Migrating to Git LFS for Developing Deep Learning Applications with Large Files
Doing Machine Learning and Deep Learning involves dealing with big data and huge files, such as images, audio, or video. Dealing with huge files in such coding projects involves dealing with version control issues limitations. Hopefully, it is possible to use Git Large File Storage (Git LFS) as a simple and effective way to manage huge files more efficiently within Git! And it is possible to do so, despite the fact that your commit history might already be huge and dirty from containing big files and relatively big files. That’s what we will address in this post.
Basically, to migrate to Git LFS, the Git history needs to be rewritten to remove the huge files to then rather store them with tiny “file pointers” which will point to the real huge files that are stored elsewhere — and are thus processed differently and faster than Git would. That is, the implementation is seamless while having Git LFS installed on your station: the huge files will still be there locally, they will be small in the remote base repository, and they will also be stored in a special Git LFS section too, often called the “LFS Store”. That way, when using Git LFS, the size of the repository stays small, and Git operations such as git status, push and pull, should be fast once huge files are moved to Git LFS.
Git LFS works like a charm when things are done perfectly and in a very precise way. However, in practice, it currently has many undocumented pitfalls and issues, which makes things hard to set up at first. In this guide, I’ll explain how to setup Git LFS correctly while making you aware of the potential pitfalls or issues that could arise. Git LFS might be a bit limited for public, open-source repositories, however, it is a very interesting tool for private Git repositories.

• _WHAT NEEDS TO BE DONE_
In the text on migrating to Git LFS, what name is often given to the special section where Git LFS stores the huge files?

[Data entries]
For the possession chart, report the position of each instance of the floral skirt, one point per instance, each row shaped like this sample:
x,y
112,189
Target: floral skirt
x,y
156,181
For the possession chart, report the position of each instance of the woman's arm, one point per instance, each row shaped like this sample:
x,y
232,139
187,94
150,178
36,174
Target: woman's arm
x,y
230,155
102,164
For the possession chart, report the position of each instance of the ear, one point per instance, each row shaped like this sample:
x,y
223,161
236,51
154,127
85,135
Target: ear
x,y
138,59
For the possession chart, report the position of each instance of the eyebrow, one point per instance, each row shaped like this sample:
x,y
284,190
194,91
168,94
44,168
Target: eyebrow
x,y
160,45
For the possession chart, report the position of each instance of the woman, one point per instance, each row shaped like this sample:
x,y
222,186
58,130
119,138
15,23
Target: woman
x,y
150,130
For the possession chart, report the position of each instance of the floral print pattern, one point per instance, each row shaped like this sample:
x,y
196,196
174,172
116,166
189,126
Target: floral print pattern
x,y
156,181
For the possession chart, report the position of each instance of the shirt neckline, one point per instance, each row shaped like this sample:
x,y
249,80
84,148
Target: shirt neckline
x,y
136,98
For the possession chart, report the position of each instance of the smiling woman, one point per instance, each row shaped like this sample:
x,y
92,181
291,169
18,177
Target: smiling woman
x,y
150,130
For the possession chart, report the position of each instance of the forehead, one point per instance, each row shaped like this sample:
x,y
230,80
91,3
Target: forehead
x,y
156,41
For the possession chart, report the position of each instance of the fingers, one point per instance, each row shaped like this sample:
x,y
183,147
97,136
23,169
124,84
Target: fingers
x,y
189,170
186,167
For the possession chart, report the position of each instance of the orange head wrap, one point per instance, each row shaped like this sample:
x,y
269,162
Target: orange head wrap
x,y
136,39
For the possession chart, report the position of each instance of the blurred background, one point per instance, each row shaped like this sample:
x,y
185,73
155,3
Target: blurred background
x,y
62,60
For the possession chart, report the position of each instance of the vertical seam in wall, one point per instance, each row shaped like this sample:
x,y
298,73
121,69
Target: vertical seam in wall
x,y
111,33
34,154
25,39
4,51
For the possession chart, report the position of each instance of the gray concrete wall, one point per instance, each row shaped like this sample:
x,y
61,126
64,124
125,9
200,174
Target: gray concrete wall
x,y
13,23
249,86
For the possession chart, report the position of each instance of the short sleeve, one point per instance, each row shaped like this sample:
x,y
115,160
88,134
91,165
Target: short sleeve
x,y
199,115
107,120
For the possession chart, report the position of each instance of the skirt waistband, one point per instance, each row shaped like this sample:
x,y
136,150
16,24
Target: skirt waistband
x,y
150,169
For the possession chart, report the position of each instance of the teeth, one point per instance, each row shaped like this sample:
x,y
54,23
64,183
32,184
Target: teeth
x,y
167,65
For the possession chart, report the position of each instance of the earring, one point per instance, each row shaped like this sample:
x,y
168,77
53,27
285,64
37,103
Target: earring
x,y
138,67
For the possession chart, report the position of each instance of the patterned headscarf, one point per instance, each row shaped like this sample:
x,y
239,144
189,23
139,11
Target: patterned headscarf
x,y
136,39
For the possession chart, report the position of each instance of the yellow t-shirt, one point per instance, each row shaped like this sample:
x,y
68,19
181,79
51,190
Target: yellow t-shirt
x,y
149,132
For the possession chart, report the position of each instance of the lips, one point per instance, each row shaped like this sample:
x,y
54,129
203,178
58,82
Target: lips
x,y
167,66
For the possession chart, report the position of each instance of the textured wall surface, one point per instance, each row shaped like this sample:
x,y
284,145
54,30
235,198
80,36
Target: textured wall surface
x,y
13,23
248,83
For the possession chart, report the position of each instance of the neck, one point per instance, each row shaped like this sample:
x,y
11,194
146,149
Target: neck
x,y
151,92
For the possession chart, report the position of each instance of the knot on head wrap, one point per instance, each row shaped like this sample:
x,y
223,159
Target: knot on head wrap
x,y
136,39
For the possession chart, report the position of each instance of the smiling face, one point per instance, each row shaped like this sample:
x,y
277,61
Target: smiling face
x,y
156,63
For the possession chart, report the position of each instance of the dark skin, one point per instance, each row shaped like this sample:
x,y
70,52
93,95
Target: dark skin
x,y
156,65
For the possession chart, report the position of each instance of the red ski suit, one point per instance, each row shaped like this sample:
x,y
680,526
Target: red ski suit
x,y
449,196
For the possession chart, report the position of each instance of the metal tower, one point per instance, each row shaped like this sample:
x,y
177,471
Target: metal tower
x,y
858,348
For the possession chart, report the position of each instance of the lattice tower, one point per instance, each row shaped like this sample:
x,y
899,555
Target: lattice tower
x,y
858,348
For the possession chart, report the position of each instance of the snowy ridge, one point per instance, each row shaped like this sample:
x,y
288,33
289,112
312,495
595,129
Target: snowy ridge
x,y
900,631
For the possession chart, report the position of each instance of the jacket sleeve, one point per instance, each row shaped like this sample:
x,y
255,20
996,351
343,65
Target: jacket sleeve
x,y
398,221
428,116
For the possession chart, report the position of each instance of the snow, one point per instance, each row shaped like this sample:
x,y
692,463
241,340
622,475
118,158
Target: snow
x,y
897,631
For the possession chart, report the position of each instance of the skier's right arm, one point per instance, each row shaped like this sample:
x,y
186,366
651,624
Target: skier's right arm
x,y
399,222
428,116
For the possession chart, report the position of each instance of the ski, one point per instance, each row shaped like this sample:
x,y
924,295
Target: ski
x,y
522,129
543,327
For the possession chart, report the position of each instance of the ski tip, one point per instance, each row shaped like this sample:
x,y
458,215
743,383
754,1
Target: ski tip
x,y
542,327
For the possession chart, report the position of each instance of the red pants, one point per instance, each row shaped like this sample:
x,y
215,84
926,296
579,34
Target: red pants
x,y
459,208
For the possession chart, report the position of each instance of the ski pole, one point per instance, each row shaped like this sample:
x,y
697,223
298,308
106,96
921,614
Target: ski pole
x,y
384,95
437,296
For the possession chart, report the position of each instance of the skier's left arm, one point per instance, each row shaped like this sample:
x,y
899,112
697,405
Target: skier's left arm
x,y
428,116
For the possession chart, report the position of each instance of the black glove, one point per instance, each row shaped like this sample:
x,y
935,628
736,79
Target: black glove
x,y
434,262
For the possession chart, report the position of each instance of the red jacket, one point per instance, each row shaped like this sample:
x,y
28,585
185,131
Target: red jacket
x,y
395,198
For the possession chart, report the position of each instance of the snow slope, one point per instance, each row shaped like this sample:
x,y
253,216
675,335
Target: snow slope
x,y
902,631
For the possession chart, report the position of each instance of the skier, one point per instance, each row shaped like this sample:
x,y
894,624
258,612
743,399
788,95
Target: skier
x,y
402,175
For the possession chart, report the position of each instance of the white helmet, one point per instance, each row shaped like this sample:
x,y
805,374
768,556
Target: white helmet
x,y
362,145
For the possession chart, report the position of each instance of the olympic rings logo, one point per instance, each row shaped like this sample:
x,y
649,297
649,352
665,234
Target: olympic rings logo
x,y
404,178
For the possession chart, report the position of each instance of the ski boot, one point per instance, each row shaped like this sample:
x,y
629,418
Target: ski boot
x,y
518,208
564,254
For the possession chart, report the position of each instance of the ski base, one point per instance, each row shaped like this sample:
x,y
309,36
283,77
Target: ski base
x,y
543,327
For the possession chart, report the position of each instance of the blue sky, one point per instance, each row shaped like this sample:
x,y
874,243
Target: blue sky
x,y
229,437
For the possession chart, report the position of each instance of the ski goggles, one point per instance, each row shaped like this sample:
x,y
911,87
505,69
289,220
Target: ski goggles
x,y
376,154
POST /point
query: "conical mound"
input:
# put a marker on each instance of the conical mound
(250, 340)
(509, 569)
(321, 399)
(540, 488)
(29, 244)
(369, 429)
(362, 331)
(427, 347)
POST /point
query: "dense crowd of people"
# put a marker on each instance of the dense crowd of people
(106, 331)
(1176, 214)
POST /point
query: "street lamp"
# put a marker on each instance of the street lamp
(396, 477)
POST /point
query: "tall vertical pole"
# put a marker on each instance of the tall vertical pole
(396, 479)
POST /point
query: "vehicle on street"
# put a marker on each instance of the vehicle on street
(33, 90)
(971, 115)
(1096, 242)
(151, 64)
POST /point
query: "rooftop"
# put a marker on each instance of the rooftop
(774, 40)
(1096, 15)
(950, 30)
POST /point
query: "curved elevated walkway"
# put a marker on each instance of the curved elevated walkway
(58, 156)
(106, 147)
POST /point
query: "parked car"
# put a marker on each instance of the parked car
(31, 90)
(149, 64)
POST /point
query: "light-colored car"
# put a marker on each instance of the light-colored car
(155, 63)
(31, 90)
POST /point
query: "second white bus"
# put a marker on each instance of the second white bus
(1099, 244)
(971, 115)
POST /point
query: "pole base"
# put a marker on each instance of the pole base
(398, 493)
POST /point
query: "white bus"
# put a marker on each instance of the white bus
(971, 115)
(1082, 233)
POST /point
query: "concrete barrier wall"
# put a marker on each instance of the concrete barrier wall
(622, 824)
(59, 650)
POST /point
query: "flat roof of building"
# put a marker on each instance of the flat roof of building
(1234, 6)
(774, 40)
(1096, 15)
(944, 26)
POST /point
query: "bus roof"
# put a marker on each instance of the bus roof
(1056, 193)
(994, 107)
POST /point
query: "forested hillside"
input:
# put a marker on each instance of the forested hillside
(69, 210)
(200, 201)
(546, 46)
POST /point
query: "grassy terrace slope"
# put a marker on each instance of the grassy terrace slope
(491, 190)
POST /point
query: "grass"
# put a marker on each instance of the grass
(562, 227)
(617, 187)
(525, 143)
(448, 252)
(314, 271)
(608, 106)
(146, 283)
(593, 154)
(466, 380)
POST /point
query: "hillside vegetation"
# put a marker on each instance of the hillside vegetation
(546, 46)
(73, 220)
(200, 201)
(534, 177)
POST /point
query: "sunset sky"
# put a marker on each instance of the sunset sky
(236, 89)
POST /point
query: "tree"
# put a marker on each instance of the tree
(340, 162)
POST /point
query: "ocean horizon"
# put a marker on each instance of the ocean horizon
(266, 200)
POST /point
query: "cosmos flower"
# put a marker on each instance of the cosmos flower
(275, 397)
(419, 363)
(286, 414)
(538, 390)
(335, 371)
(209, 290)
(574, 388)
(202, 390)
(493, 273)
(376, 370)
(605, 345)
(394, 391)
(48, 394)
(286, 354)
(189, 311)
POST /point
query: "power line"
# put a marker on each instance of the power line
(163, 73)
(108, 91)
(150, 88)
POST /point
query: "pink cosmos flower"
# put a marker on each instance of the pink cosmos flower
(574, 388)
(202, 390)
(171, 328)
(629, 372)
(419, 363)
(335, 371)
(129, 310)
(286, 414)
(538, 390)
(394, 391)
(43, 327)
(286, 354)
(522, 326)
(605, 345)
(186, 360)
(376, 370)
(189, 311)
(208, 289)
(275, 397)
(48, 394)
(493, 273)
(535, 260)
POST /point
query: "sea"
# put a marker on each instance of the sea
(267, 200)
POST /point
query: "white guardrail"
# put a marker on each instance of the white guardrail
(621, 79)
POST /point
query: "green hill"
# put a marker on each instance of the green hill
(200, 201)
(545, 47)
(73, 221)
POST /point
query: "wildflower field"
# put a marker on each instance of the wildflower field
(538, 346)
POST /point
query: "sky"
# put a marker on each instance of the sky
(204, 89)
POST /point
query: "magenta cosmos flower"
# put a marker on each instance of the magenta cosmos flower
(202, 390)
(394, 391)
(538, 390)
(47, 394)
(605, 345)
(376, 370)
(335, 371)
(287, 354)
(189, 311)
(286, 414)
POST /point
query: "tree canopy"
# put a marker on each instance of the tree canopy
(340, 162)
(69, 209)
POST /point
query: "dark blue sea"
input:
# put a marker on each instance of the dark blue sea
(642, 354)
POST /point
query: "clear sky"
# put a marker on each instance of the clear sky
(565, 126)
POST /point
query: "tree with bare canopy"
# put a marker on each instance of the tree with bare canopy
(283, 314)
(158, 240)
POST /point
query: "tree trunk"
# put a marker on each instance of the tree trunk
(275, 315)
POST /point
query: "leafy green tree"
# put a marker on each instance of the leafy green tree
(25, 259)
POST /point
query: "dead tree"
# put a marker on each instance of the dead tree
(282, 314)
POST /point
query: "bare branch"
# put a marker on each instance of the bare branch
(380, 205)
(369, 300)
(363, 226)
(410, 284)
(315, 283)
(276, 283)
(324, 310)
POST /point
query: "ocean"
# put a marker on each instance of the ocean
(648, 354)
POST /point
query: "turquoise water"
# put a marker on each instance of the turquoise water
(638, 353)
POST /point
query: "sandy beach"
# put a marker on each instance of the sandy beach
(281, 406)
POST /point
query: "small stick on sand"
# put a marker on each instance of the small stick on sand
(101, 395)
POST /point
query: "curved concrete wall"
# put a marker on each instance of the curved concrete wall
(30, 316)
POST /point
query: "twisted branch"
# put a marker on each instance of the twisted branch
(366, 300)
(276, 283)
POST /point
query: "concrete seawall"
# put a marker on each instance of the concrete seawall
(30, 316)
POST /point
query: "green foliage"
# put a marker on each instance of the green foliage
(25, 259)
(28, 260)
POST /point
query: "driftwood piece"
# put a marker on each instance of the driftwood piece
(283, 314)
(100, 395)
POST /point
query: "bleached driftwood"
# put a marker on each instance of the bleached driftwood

• _THE COMPLETED TASK_
The "LFS Store."